__Instructions to follow__.
Give the lines below as a JSON list of strings, one string per line, with blank lines left out, starting at the line that contains "pond water -> point" and continuing through the last line of the records.

__Supplied records__.
'''
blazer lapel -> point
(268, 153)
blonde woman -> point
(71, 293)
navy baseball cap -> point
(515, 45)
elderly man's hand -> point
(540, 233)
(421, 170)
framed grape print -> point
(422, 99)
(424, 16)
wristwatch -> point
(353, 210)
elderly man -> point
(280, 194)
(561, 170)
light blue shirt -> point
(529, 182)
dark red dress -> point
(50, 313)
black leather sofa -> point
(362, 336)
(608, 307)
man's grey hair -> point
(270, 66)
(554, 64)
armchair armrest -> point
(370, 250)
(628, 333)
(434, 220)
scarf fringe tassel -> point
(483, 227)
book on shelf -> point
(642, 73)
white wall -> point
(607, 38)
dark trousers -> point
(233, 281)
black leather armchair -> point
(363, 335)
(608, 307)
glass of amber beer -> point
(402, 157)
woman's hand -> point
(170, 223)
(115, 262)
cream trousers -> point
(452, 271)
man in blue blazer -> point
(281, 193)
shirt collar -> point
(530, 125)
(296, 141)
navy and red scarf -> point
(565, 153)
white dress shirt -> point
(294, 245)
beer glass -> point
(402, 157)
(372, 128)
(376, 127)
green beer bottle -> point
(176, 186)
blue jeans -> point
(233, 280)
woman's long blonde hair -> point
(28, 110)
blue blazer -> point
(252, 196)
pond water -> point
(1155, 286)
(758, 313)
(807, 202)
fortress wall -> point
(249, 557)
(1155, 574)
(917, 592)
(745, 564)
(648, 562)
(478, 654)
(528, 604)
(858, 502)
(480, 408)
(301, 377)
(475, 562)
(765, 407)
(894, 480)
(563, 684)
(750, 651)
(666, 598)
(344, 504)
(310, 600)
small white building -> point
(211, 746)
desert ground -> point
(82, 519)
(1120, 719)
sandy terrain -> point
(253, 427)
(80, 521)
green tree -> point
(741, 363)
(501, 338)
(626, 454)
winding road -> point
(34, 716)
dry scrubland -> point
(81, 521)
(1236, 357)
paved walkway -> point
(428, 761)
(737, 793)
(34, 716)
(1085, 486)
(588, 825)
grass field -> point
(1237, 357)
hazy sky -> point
'''
__Task result__.
[
  "pond water -> point",
  "(1155, 286)",
  "(758, 313)",
  "(807, 202)",
  "fortress wall -> point",
  "(249, 557)",
  "(1155, 574)",
  "(917, 592)",
  "(745, 564)",
  "(648, 562)",
  "(478, 654)",
  "(528, 604)",
  "(858, 502)",
  "(480, 408)",
  "(301, 377)",
  "(475, 562)",
  "(765, 407)",
  "(894, 480)",
  "(563, 684)",
  "(750, 651)",
  "(666, 598)",
  "(344, 504)",
  "(310, 600)",
  "small white building -> point",
  "(211, 746)",
  "desert ground -> point",
  "(82, 519)",
  "(1120, 719)",
  "sandy terrain -> point",
  "(253, 427)",
  "(80, 521)",
  "green tree -> point",
  "(741, 363)",
  "(501, 338)",
  "(626, 454)",
  "winding road -> point",
  "(34, 716)",
  "dry scrubland -> point",
  "(81, 521)",
  "(1236, 357)",
  "paved walkway -> point",
  "(428, 761)",
  "(737, 793)",
  "(34, 716)",
  "(1085, 486)",
  "(588, 825)",
  "grass field -> point",
  "(1237, 357)",
  "hazy sky -> point"
]